PROBLEM TO WORK ON: Each entry needs to be retyped exactly.

Referring expression pointing data:
◆ ◆ ◆ ◆ ◆
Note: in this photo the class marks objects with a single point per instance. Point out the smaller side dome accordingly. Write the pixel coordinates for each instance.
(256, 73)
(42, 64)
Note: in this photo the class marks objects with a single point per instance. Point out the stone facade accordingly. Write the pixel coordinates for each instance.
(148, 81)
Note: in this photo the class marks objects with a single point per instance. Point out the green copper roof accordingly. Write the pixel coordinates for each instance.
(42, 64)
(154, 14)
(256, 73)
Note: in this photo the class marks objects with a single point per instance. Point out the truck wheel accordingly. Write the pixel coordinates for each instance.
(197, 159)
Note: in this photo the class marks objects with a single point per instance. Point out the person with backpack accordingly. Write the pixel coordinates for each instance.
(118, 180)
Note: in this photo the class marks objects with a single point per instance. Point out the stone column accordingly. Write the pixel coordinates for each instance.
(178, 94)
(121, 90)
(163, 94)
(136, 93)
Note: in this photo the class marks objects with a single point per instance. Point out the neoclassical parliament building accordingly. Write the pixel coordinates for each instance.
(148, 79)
◆ ◆ ◆ ◆ ◆
REPLY TO THE TASK:
Note: in this photo the class marks objects with a single point per instance. Point out the smaller side dome accordingly. Write the pixel coordinates for each instance.
(256, 73)
(42, 64)
Note: in this photo the class marks objects with a single point per instance. Point out the stone facade accordingly. Write the pixel coordinates for each instance.
(148, 81)
Note: in this photo the class marks objects with a single point per instance. Point out the green copper roof accordingly. Write the pixel coordinates for each instance.
(42, 64)
(154, 14)
(256, 73)
Note: in this photo the class marks objects with a single point per instance. Point out the truck wheel accordingly. Write the pixel coordinates for each instance.
(197, 159)
Note: in this photo the class marks objects with a single point per instance. Point out the person with backpack accordingly. Write the pixel coordinates for each instance.
(118, 180)
Note: in this photo the class marks objects with a single point per instance. Point out the stone column accordingly. Write the pixel coordinates for each instance.
(178, 94)
(121, 90)
(163, 94)
(136, 93)
Note: in this photo the class marks objects with a single point per instance. Point out the neoclassical parliament building accordingly. Write the pixel coordinates for each instance.
(148, 79)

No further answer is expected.